Collected data

»»

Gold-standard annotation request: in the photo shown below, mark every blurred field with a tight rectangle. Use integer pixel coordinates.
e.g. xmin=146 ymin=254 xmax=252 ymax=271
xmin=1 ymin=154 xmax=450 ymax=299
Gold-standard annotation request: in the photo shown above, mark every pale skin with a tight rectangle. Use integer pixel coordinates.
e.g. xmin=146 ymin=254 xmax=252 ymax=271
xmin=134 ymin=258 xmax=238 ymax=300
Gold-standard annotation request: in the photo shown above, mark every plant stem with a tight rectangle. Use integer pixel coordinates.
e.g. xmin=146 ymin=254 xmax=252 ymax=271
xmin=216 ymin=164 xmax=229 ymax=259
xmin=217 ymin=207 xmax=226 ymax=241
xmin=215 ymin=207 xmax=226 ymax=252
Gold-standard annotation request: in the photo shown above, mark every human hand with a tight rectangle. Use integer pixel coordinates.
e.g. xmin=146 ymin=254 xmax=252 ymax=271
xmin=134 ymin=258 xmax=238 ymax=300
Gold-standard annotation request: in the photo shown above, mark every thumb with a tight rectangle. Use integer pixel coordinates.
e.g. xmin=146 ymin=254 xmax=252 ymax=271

««

**TASK PROMPT:** Reproduce each line of the data without any change.

**THE COMPLETED TASK:**
Gold-standard annotation request: in the photo shown below, mark every blurred field with a tight rectangle. Use integer pixel coordinates.
e.g. xmin=146 ymin=254 xmax=252 ymax=271
xmin=1 ymin=154 xmax=450 ymax=299
Gold-standard annotation request: in the photo shown above, mark every pale skin with a tight rectangle. Use integer pixel coordinates.
e.g. xmin=146 ymin=254 xmax=252 ymax=271
xmin=134 ymin=258 xmax=238 ymax=300
Gold-standard annotation request: in the photo shown above, mark every plant stem with a tight rectangle. Use integer pixel coordinates.
e.g. xmin=146 ymin=254 xmax=252 ymax=271
xmin=216 ymin=164 xmax=229 ymax=259
xmin=217 ymin=207 xmax=226 ymax=241
xmin=215 ymin=207 xmax=226 ymax=252
Gold-standard annotation request: in the photo shown above, mark every human hand with a tight rectangle. Use integer pixel coordinates.
e.g. xmin=146 ymin=254 xmax=252 ymax=271
xmin=134 ymin=258 xmax=238 ymax=300
Gold-standard annotation request: in the photo shown above, mark every thumb with a tight rectangle. Use integer pixel coordinates.
e.g. xmin=146 ymin=254 xmax=252 ymax=271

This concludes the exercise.